→ **Task description**: Could you give the listing below again with each "Would you be able to" swapped for "Can you" and everything else left as it is?

→ **Listed entries**:
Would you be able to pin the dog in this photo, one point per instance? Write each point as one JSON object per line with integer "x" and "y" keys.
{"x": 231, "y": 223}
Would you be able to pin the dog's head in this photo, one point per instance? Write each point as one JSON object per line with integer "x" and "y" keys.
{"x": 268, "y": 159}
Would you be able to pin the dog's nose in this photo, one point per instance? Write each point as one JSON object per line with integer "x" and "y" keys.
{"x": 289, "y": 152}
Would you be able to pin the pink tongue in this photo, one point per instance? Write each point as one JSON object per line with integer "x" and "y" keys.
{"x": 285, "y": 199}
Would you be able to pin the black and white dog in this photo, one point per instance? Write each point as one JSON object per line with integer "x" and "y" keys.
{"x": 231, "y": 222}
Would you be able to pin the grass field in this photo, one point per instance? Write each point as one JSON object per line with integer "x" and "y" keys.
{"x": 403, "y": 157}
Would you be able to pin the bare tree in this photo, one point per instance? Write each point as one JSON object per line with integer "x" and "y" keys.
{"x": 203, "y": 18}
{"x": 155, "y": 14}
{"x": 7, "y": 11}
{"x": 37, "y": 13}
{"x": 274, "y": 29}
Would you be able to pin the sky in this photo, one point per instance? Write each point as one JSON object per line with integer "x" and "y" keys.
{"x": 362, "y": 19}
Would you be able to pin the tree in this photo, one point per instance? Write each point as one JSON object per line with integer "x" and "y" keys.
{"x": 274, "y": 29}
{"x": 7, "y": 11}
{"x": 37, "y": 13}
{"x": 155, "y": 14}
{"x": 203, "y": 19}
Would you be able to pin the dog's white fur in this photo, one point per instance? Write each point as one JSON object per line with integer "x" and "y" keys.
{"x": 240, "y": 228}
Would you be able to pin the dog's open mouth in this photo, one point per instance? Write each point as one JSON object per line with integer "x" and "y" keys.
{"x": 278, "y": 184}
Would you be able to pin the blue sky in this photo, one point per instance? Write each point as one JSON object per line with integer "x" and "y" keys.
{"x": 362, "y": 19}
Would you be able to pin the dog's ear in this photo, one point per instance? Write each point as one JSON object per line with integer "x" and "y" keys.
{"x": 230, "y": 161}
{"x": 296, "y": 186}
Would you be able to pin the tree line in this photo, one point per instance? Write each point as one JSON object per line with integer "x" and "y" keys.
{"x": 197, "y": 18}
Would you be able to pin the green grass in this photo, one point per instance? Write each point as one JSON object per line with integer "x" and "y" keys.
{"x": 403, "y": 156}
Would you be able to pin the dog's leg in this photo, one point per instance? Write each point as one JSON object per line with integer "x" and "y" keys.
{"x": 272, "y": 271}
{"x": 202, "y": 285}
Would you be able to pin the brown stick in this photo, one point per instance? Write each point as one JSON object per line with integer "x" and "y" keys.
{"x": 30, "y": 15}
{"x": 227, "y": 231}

→ **Solved exercise**:
Can you pin the dog in this photo, one point per instance? Write each point as one JSON object per line with integer "x" and "y" keys.
{"x": 231, "y": 223}
Can you pin the dog's head in this photo, one point per instance? Write each point as one JSON object per line with integer "x" and "y" keys.
{"x": 268, "y": 159}
Can you pin the dog's nose in this photo, one point per instance? Write each point as one JSON object per line with integer "x" and "y" keys.
{"x": 289, "y": 152}
Can you pin the pink tongue in this photo, one point per instance? Write each point as one JSON object per line with integer "x" and "y" keys.
{"x": 285, "y": 199}
Can you pin the black and white dog in this photo, one point per instance? Write each point as one JSON object per line with integer "x" and "y" keys.
{"x": 231, "y": 222}
Can you pin the grass field in this photo, one point per instance? Write each point as one JSON object per line with integer "x" and "y" keys.
{"x": 403, "y": 157}
Can you pin the bare tree in this photo, one point per instance? Write each point as one JSON object per line with integer "x" and "y" keys.
{"x": 203, "y": 18}
{"x": 155, "y": 14}
{"x": 7, "y": 11}
{"x": 37, "y": 13}
{"x": 274, "y": 29}
Can you pin the sky in this photo, one point per instance? Write each point as one JSON object per line with integer "x" and "y" keys.
{"x": 362, "y": 19}
Can you pin the tree in this photo, one point per instance? Write each point as one JSON object per line with integer "x" and "y" keys.
{"x": 274, "y": 29}
{"x": 7, "y": 11}
{"x": 37, "y": 13}
{"x": 155, "y": 14}
{"x": 203, "y": 19}
Can you pin the dog's white fur in this photo, one point per instance? Write each point as one JSON object per line with integer "x" and "y" keys.
{"x": 240, "y": 228}
Can you pin the dog's open mouth in this photo, one point per instance? Write each point as one JSON object per line with integer "x" and "y" keys.
{"x": 278, "y": 184}
Can you pin the blue sky in this photo, one point per instance? Write each point as one JSON object per line with integer "x" and "y" keys.
{"x": 362, "y": 19}
Can you pin the dog's ear in this photo, one point per instance? Write each point as one JSON object per line with integer "x" and "y" keys.
{"x": 230, "y": 161}
{"x": 296, "y": 186}
Can you pin the tree line in this photo, one point per instance? Write each point as one JSON object per line with integer "x" and "y" keys.
{"x": 197, "y": 18}
Can you pin the green grass in this photo, one point per instance? Write each point as one JSON object per line with integer "x" and "y" keys.
{"x": 403, "y": 156}
Can you pin the dog's leg in this photo, one point per instance? Write each point as one JSON object per line with integer "x" and "y" keys.
{"x": 272, "y": 271}
{"x": 202, "y": 285}
Can you pin the brown stick in this photo, one point per instance? Write each point as one JSON object per line with integer "x" and "y" keys.
{"x": 30, "y": 15}
{"x": 227, "y": 231}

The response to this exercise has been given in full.